Source text:
⟨
“The Documents seriously undermine the Pope’s credibility by revealing that the Pope and top aide kept 150 sex allegations vs. predator secret in 1998, and rebuffed 3 bishops who wanted the pedophile priests ousted,” the firm claims.
The law firm’s website also reproduces a St. Paul Pioneer Press article on the March 25 news conference which gives lengthy coverage to Anderson and his client’s charges. The official Catholic response is presented only in one sentence describing a reaction from the Archdiocese of Milwaukee.
According to the Pioneer Press, Anderson charged that the Pope along with his predecessors was"the mastermind, head, of an international conspiracy to cover up their own crimes and keep them above the law."
Donald Marshall, who has accused Fr. Murphy of kissing him and attempting to fondle him when he was a teenager at Lincoln Hills Boys Home in Irma, Wisconsin, also spoke at the press conference.
Now 45, Marshall said he was shocked when he was told that “then-Cardinal Joseph Ratzinger — now Pope Benedict XVI — had a chance to defrock Murphy but instead did nothing,” the Pioneer Press says.
Then-Cardinal Ratzinger "may have not fondled me, but he's no different because he allowed it to happen," Marshall said, according to the Pioneer Press.
In fact, Cardinal Ratzinger was not appointed to the Congregation for the Doctrine of the Faith (CDF) until 1981, well after the abuse took place.
⟩
Set tasks:
1. According to the news article on the Fr. Murphy allegations, in what year was Cardinal Ratzinger appointed to the Congregation for the Doctrine of the Faith?
2. Echo the news article on the Fr. Murphy allegations from "Donald Marshall, who" up to and including "the Pioneer Press.".
3. Carry on the news article on the Fr. Murphy allegations from the point where it stops.

Dataset content:
⟨
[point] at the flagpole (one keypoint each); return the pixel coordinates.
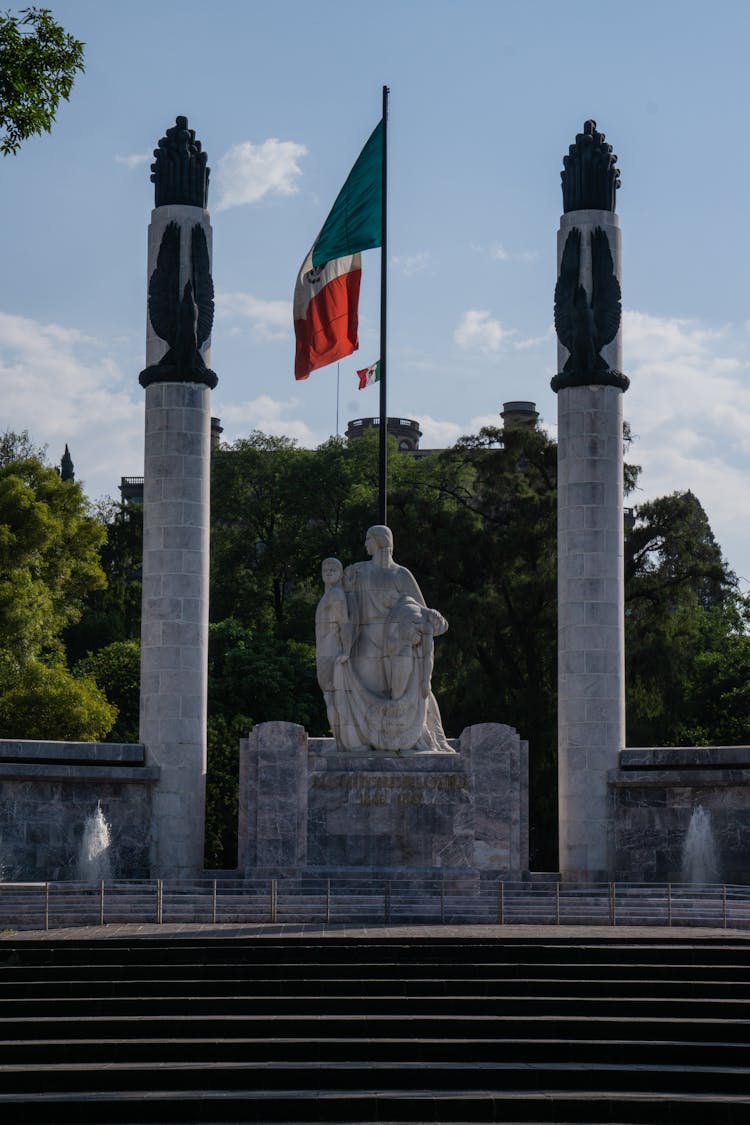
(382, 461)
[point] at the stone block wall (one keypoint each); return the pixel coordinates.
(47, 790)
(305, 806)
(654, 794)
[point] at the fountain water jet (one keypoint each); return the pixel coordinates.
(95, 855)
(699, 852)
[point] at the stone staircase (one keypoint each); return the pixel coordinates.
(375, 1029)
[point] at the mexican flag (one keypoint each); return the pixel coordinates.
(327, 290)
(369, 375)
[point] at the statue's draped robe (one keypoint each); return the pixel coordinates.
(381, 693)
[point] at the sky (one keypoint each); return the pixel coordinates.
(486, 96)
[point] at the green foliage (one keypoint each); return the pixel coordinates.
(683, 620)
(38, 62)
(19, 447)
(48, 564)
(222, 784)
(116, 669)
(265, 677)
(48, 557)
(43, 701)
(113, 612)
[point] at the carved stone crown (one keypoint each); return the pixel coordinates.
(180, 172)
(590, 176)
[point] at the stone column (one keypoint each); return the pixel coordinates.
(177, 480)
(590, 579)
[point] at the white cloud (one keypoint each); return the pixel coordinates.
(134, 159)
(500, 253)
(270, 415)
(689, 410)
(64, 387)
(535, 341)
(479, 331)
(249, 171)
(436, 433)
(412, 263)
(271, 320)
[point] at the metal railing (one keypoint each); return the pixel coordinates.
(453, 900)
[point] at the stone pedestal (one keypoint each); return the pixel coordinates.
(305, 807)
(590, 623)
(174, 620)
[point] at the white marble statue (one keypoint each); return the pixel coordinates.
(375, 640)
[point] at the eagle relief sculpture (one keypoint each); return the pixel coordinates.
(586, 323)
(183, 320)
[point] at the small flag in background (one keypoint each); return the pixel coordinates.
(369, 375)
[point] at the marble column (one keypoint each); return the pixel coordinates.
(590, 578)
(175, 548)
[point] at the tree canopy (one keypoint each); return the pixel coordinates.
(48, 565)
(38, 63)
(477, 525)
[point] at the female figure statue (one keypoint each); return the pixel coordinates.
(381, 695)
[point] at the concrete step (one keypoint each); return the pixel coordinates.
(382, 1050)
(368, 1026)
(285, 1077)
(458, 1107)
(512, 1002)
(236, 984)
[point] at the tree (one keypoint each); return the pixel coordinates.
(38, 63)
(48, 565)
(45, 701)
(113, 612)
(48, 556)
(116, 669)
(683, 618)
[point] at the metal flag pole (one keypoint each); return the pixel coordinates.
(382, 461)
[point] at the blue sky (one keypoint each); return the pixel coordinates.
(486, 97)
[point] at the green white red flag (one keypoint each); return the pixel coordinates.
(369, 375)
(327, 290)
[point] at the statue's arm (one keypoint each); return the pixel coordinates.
⟩
Final results:
1. 1981

2.
Donald Marshall, who has accused Fr. Murphy of kissing him and attempting to fondle him when he was a teenager at Lincoln Hills Boys Home in Irma, Wisconsin, also spoke at the press conference.
Now 45, Marshall said he was shocked when he was told that “then-Cardinal Joseph Ratzinger — now Pope Benedict XVI — had a chance to defrock Murphy but instead did nothing,” the Pioneer Press says.
Then-Cardinal Ratzinger "may have not fondled me, but he's no different because he allowed it to happen," Marshall said, according to the Pioneer Press.

3.
His office addressed sexual abuse cases only when it involved abuse of the confessional until 2001, when it took over abuse cases from the Roman Rota. Allegations against Murphy came to the CDF’s attention in 1996 because of claims he abused the confessional.
The documents provided to the New York Times by Anderson and Finnegan, as well as the Times’ interpretation of them, have been called into question.
The documentation included the minutes of a key Vatican meeting between three Wisconsin bishops and CDF Secretary Archbishop Tarcisio Bertone. However, the same documentation revealed that these Italian-language minutes were translated “very roughly” into English using a computer translator.
Properly translated, the minutes show that the Vatican never ruled out the laicization of the priest, but a lack of records from the archdiocese created barriers to a canonical trial.
(Story continues below)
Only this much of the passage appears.